According to the synagogue history passage, in what year was the synagogue re-opened with a ceremony?

→ **Source passage**:
Start

During the Second World War, confiscated properties of Czech Jewish Communities were stored in the synagogue, e.g. the furniture from other synagogues. Ten years after the war, the synagogue was handed over to the Jewish Museum and in 1958–1959 it was completely restored inside. In the following year an exposition of synagogue textiles was opened there. In the 1970s the building became neglected and it was closed after 1982. The restoration started only after the Velvet revolution. Completely restored to its former beauty, the synagogue was re-opened with a ceremony in 1998.

End

→ **Items**:
Start

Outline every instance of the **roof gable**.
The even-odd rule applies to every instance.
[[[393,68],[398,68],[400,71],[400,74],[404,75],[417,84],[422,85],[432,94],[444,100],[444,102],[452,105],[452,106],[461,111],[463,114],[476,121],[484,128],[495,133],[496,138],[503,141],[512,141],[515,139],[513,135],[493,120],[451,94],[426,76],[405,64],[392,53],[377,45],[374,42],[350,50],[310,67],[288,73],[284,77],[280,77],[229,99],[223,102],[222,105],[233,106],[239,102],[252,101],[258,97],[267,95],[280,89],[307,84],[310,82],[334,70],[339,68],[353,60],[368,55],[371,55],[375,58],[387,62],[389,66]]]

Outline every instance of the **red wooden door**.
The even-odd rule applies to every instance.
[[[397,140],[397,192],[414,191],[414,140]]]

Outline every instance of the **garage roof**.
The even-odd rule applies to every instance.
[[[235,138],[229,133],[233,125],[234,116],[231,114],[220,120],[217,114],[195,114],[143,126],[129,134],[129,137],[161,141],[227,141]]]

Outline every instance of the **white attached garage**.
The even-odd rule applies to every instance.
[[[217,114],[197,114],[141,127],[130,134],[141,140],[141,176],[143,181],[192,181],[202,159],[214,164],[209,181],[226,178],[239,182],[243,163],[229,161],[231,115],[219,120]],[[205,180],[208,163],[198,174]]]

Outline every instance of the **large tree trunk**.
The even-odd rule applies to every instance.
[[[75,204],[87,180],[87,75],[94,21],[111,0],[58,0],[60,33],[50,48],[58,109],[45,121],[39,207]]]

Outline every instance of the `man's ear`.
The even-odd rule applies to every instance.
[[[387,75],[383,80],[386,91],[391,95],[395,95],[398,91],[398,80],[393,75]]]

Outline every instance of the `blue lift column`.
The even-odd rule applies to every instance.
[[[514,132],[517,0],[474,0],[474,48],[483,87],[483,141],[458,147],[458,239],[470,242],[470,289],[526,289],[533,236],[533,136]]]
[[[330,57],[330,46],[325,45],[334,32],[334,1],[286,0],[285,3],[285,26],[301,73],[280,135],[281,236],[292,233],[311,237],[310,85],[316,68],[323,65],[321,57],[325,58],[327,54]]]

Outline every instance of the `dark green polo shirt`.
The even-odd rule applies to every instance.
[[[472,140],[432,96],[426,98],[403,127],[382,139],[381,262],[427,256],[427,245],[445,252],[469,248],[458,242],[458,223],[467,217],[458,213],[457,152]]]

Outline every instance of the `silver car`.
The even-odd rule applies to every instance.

End

→ **Output for this exercise**: 1998